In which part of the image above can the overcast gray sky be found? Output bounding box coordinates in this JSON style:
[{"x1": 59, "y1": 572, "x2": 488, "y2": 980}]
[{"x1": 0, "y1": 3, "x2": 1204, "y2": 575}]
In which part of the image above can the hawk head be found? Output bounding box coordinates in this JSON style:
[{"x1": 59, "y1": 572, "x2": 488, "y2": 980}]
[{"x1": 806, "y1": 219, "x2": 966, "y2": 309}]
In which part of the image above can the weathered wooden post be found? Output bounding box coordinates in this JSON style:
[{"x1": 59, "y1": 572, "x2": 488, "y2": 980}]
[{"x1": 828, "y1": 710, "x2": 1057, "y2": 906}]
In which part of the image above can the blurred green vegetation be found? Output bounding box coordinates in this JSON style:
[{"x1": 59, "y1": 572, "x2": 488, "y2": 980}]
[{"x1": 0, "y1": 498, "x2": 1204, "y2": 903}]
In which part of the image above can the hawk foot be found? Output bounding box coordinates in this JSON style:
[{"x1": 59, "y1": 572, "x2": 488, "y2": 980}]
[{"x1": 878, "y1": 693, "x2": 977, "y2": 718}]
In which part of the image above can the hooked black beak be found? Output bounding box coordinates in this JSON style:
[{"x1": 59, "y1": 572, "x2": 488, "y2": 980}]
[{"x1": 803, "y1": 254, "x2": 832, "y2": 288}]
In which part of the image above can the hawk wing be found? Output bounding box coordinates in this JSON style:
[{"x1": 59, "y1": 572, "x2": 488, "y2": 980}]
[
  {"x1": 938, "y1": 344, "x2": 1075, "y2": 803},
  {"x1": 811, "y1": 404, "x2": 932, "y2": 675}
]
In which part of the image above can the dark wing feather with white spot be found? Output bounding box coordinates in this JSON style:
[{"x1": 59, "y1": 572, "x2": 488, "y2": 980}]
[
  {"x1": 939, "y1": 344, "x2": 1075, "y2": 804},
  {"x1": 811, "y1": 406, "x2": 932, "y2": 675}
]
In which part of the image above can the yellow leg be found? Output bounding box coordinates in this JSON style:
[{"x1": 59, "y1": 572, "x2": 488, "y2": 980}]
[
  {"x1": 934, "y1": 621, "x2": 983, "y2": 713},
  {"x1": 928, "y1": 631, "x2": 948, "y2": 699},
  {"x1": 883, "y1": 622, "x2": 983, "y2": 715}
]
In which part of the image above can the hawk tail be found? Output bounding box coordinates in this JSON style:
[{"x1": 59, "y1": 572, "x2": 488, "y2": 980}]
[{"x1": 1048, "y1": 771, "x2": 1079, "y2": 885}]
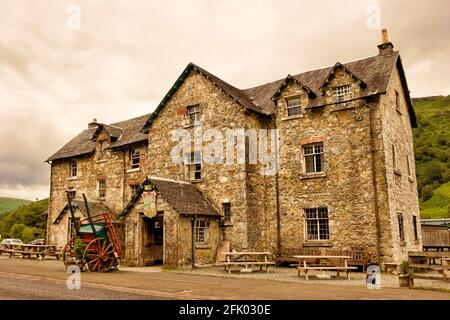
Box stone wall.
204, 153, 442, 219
277, 75, 377, 260
380, 64, 422, 263
47, 126, 147, 246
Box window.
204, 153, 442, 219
286, 98, 302, 117
130, 149, 141, 169
397, 212, 405, 241
187, 104, 200, 125
130, 184, 139, 196
392, 144, 397, 170
99, 140, 107, 160
67, 187, 77, 199
413, 216, 419, 241
185, 151, 202, 180
303, 143, 324, 173
70, 160, 78, 177
195, 219, 209, 244
406, 155, 411, 177
395, 91, 401, 113
222, 202, 232, 223
333, 84, 352, 102
305, 208, 330, 241
98, 179, 106, 199
67, 217, 80, 240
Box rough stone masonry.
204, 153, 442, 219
47, 31, 421, 267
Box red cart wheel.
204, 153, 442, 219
84, 239, 115, 272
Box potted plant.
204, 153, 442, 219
398, 261, 409, 288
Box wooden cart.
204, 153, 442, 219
61, 194, 122, 272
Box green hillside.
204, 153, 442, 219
0, 199, 48, 243
0, 197, 31, 217
413, 96, 450, 218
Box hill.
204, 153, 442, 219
0, 197, 31, 217
0, 199, 48, 243
413, 96, 450, 218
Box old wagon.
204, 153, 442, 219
61, 194, 122, 272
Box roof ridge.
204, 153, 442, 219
147, 175, 192, 185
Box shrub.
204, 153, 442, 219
421, 185, 433, 201
438, 136, 447, 146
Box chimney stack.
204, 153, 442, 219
88, 118, 98, 129
378, 29, 394, 55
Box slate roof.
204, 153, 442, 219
148, 177, 221, 216
46, 114, 150, 161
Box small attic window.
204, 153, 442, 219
286, 98, 302, 117
333, 84, 352, 102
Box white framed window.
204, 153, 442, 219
130, 184, 139, 196
333, 84, 352, 102
187, 104, 201, 125
222, 202, 233, 223
67, 187, 77, 200
130, 149, 141, 169
406, 154, 411, 177
286, 98, 302, 117
391, 144, 398, 170
305, 208, 330, 241
303, 143, 324, 173
67, 217, 80, 240
195, 219, 209, 244
70, 159, 78, 177
185, 151, 202, 181
98, 179, 106, 199
397, 212, 405, 241
395, 90, 402, 114
413, 216, 419, 241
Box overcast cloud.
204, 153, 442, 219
0, 0, 450, 199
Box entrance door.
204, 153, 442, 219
143, 212, 164, 266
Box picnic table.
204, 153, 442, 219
0, 244, 60, 259
293, 255, 357, 280
221, 251, 275, 273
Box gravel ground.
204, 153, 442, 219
180, 267, 450, 290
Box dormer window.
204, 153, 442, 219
187, 104, 201, 126
286, 98, 302, 117
333, 84, 352, 102
130, 149, 141, 169
70, 160, 78, 178
99, 140, 108, 160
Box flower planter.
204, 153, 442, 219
398, 274, 409, 288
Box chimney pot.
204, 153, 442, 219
88, 118, 98, 129
381, 29, 389, 44
378, 29, 394, 55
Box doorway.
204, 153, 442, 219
142, 211, 164, 266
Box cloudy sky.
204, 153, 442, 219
0, 0, 450, 199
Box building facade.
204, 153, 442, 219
47, 33, 421, 267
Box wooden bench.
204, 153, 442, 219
294, 255, 357, 280
219, 252, 275, 274
408, 251, 450, 287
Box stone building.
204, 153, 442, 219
47, 34, 421, 267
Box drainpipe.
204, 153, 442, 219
271, 116, 281, 256
191, 216, 195, 270
366, 104, 381, 265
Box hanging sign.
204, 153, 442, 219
142, 191, 156, 218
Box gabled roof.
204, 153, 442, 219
142, 62, 265, 132
319, 62, 366, 90
271, 74, 317, 100
119, 177, 221, 218
243, 52, 398, 114
148, 177, 221, 216
53, 200, 112, 224
46, 114, 150, 161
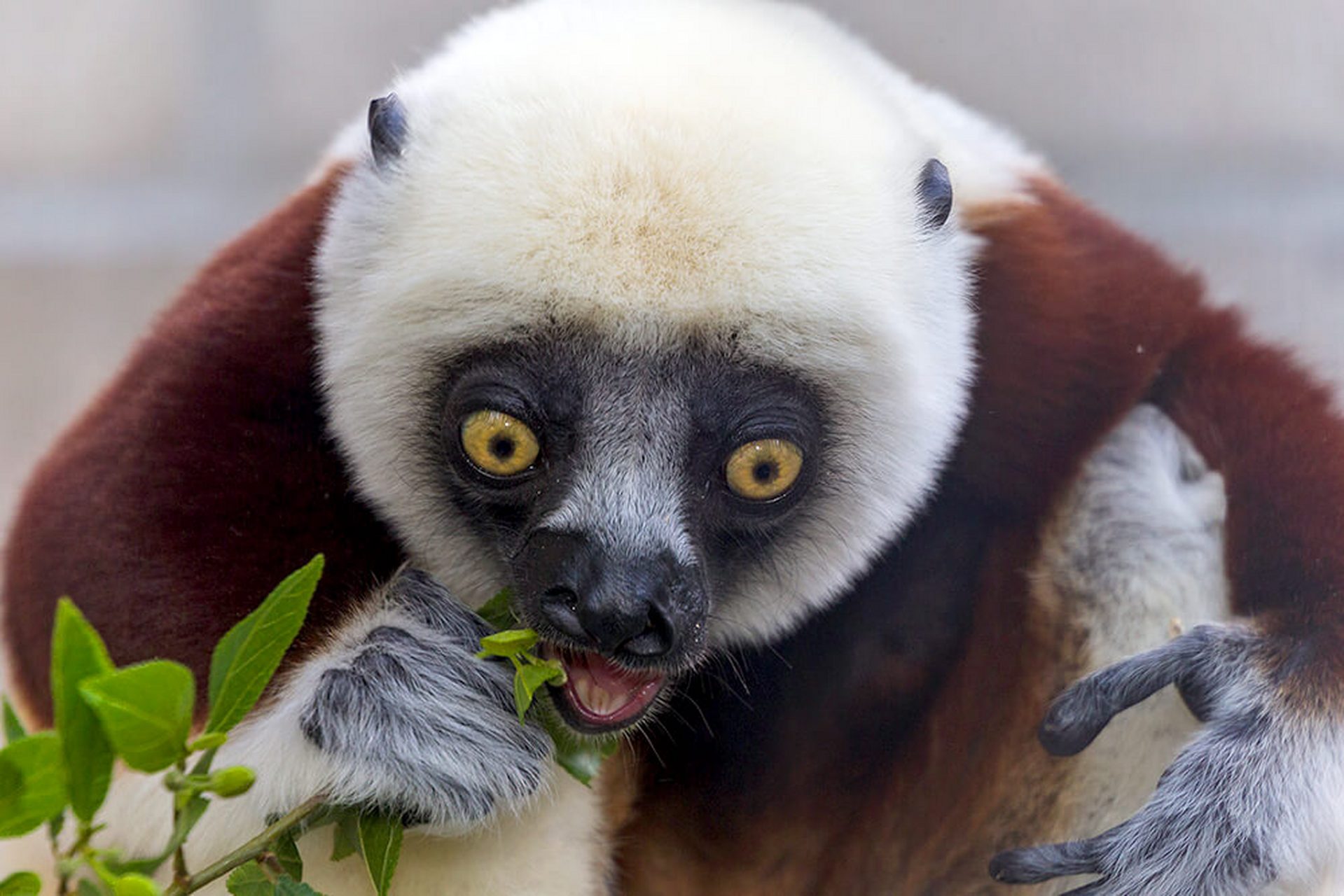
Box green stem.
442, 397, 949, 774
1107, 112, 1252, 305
51, 821, 92, 896
172, 759, 190, 884
156, 795, 324, 896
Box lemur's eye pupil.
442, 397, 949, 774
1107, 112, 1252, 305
459, 410, 541, 477
723, 440, 803, 501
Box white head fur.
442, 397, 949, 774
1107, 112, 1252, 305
319, 0, 1039, 643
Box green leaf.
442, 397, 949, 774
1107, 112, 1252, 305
224, 862, 275, 896
270, 830, 304, 880
476, 589, 518, 629
541, 715, 621, 788
513, 659, 564, 722
111, 874, 161, 896
0, 697, 28, 744
187, 731, 228, 752
359, 816, 402, 896
206, 554, 324, 734
0, 871, 41, 896
79, 659, 196, 772
481, 629, 538, 657
332, 813, 359, 862
0, 760, 23, 816
275, 874, 321, 896
0, 731, 66, 837
51, 598, 113, 822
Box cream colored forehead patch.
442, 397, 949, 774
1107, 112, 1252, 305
529, 162, 740, 297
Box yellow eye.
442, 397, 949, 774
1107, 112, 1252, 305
724, 440, 803, 501
462, 411, 541, 475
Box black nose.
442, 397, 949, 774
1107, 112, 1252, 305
522, 532, 681, 658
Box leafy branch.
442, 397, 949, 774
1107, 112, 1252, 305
0, 555, 401, 896
0, 564, 617, 896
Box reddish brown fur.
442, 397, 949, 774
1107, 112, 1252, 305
622, 181, 1344, 896
4, 172, 398, 722
6, 166, 1344, 895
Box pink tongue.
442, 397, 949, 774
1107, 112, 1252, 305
583, 653, 657, 694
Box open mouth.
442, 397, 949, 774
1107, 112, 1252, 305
543, 645, 667, 734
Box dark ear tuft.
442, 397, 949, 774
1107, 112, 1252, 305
368, 92, 408, 168
918, 158, 952, 230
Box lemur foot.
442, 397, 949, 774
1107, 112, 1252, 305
298, 571, 551, 827
990, 624, 1344, 896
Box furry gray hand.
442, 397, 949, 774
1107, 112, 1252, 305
990, 624, 1338, 896
300, 571, 551, 827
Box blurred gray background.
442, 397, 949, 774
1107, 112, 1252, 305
0, 0, 1344, 525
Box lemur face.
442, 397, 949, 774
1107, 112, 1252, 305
317, 4, 973, 729
426, 330, 826, 731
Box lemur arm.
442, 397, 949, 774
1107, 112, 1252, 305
971, 187, 1344, 896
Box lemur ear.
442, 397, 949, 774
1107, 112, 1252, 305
917, 158, 952, 230
368, 92, 410, 169
0, 165, 399, 722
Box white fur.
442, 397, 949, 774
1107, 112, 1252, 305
1035, 406, 1344, 896
309, 0, 1039, 643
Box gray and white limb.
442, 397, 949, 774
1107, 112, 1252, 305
990, 407, 1344, 896
208, 571, 553, 833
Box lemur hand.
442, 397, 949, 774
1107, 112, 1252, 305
296, 571, 551, 827
990, 624, 1344, 896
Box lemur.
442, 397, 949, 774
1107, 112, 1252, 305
4, 0, 1344, 896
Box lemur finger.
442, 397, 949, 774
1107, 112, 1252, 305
989, 837, 1102, 884
1037, 624, 1258, 756
387, 570, 493, 648
1037, 636, 1195, 756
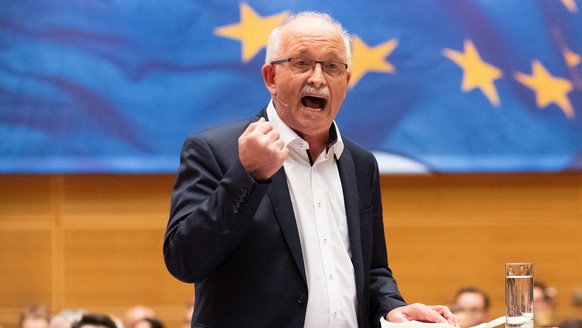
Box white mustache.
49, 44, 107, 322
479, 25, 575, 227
301, 84, 329, 98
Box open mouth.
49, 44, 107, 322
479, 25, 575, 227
301, 96, 327, 110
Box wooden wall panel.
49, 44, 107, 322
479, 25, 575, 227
0, 174, 582, 328
64, 228, 191, 309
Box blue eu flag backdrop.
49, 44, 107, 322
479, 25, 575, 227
0, 0, 582, 173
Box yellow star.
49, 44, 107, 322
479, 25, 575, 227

=====

__GIVEN INSTRUCTION__:
Count how many lines of the records above contain the string "white". Reply with the number alone.

__SOLUTION BELOW__:
6